GIVEN INSTRUCTION - Reproduce the items below word for word, starting at the line that contains "Mark a point on every instance of the translucent" and ending at the last line of the items.

INFORMATION PROVIDED -
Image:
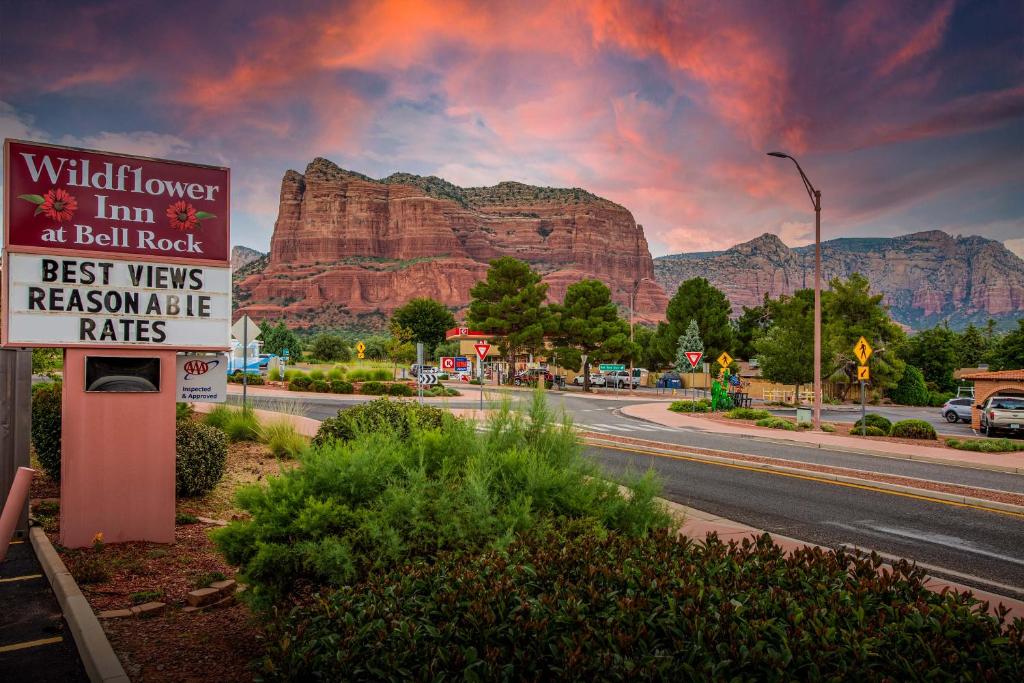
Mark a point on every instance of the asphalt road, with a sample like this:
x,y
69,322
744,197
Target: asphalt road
x,y
604,417
955,543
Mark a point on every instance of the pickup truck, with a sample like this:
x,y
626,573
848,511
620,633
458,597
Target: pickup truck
x,y
1003,414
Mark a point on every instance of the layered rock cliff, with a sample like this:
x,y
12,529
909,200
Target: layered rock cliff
x,y
926,276
345,245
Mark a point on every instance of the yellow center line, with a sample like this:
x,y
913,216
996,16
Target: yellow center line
x,y
31,643
811,478
25,578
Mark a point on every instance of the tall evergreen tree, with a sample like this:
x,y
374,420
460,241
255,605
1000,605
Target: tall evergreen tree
x,y
588,322
510,305
696,300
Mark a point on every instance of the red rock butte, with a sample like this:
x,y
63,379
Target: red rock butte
x,y
346,246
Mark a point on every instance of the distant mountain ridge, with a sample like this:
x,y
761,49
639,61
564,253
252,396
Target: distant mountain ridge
x,y
926,276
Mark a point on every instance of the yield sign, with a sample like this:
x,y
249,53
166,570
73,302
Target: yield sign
x,y
693,357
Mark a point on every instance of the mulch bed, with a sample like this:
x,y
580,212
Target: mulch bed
x,y
215,645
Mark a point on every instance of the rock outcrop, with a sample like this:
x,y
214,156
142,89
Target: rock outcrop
x,y
347,245
243,256
926,276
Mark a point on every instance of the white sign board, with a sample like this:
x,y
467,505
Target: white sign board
x,y
202,377
70,301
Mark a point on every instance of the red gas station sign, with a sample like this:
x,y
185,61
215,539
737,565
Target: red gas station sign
x,y
68,200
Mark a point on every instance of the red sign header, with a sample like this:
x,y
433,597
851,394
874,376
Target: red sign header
x,y
83,201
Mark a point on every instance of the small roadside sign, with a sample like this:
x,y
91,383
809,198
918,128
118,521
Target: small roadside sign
x,y
862,350
239,329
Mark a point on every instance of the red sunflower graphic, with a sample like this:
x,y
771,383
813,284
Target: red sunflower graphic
x,y
56,204
183,216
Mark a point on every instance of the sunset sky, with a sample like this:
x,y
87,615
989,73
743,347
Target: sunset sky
x,y
908,116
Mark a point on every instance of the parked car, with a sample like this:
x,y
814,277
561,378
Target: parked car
x,y
1003,414
596,379
620,379
416,369
532,376
955,410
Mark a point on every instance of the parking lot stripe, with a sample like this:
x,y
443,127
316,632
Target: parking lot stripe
x,y
25,578
31,643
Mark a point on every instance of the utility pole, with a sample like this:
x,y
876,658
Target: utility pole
x,y
815,196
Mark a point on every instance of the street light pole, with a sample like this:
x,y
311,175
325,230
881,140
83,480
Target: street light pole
x,y
633,294
815,196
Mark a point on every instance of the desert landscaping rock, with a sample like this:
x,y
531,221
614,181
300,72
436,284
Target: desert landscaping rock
x,y
203,596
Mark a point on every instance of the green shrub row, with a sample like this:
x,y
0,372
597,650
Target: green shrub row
x,y
360,507
574,602
776,423
748,414
686,406
986,444
875,420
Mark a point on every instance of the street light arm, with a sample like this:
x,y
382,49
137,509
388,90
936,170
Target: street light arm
x,y
811,191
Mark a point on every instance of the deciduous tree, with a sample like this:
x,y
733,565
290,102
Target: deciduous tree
x,y
428,321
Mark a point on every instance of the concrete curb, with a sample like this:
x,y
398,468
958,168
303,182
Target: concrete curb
x,y
100,663
767,467
771,438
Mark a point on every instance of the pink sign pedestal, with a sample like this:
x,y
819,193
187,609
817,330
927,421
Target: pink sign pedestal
x,y
117,456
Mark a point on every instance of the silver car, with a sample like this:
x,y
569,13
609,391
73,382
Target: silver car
x,y
1003,414
955,410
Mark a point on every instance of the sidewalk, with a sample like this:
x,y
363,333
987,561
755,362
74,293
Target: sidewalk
x,y
658,414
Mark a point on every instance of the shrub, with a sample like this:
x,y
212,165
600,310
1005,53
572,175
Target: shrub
x,y
985,444
581,604
242,425
913,429
202,451
46,427
748,414
400,390
381,415
183,412
365,506
910,390
342,386
776,423
875,420
218,416
701,406
282,438
373,388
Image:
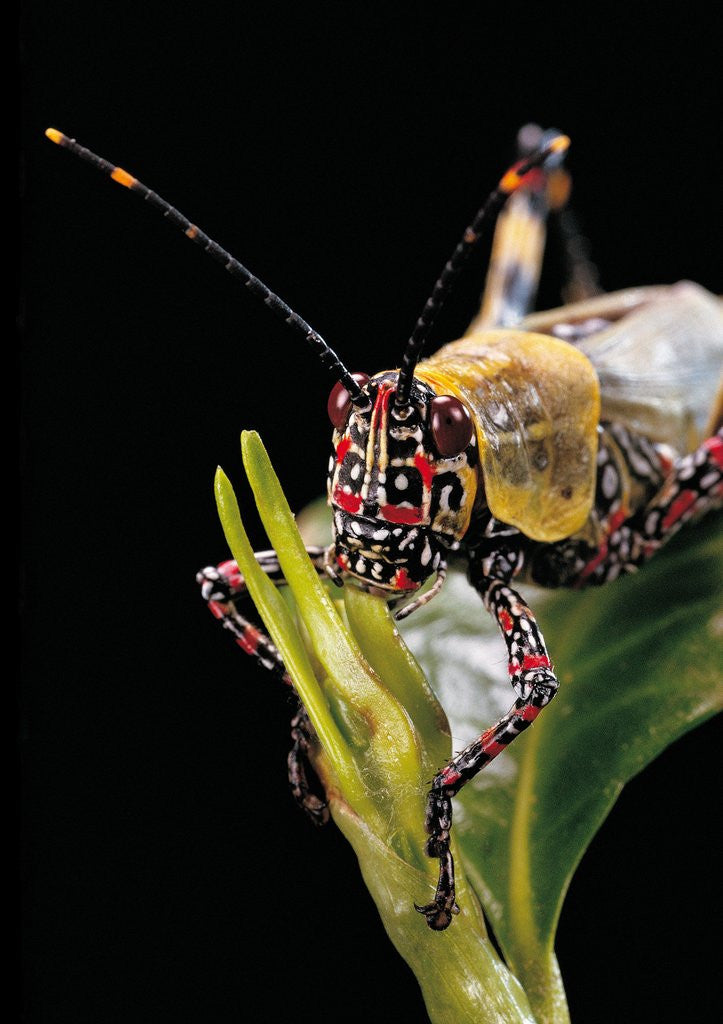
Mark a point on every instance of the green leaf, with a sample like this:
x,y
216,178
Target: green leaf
x,y
640,662
381,731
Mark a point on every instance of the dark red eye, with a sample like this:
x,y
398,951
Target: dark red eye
x,y
340,402
452,425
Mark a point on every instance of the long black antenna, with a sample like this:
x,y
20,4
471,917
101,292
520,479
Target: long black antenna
x,y
510,181
328,356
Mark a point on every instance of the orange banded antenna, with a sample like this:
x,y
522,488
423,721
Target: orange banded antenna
x,y
552,147
327,354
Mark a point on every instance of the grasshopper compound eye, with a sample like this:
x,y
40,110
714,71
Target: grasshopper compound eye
x,y
452,425
340,400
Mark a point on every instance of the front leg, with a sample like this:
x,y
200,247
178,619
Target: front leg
x,y
535,683
221,587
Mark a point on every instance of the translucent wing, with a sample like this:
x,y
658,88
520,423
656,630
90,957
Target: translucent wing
x,y
660,367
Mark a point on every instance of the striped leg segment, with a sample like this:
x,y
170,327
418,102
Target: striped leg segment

RESPONSE TO THIS TASK -
Mark a point on every instance of the translucent wing, with a sample like this:
x,y
658,88
520,423
656,630
90,957
Target: translucent wing
x,y
660,367
Mark a point on every instance of the striped leg segment, with a sample like this:
x,y
170,327
418,102
Target: striped leg segment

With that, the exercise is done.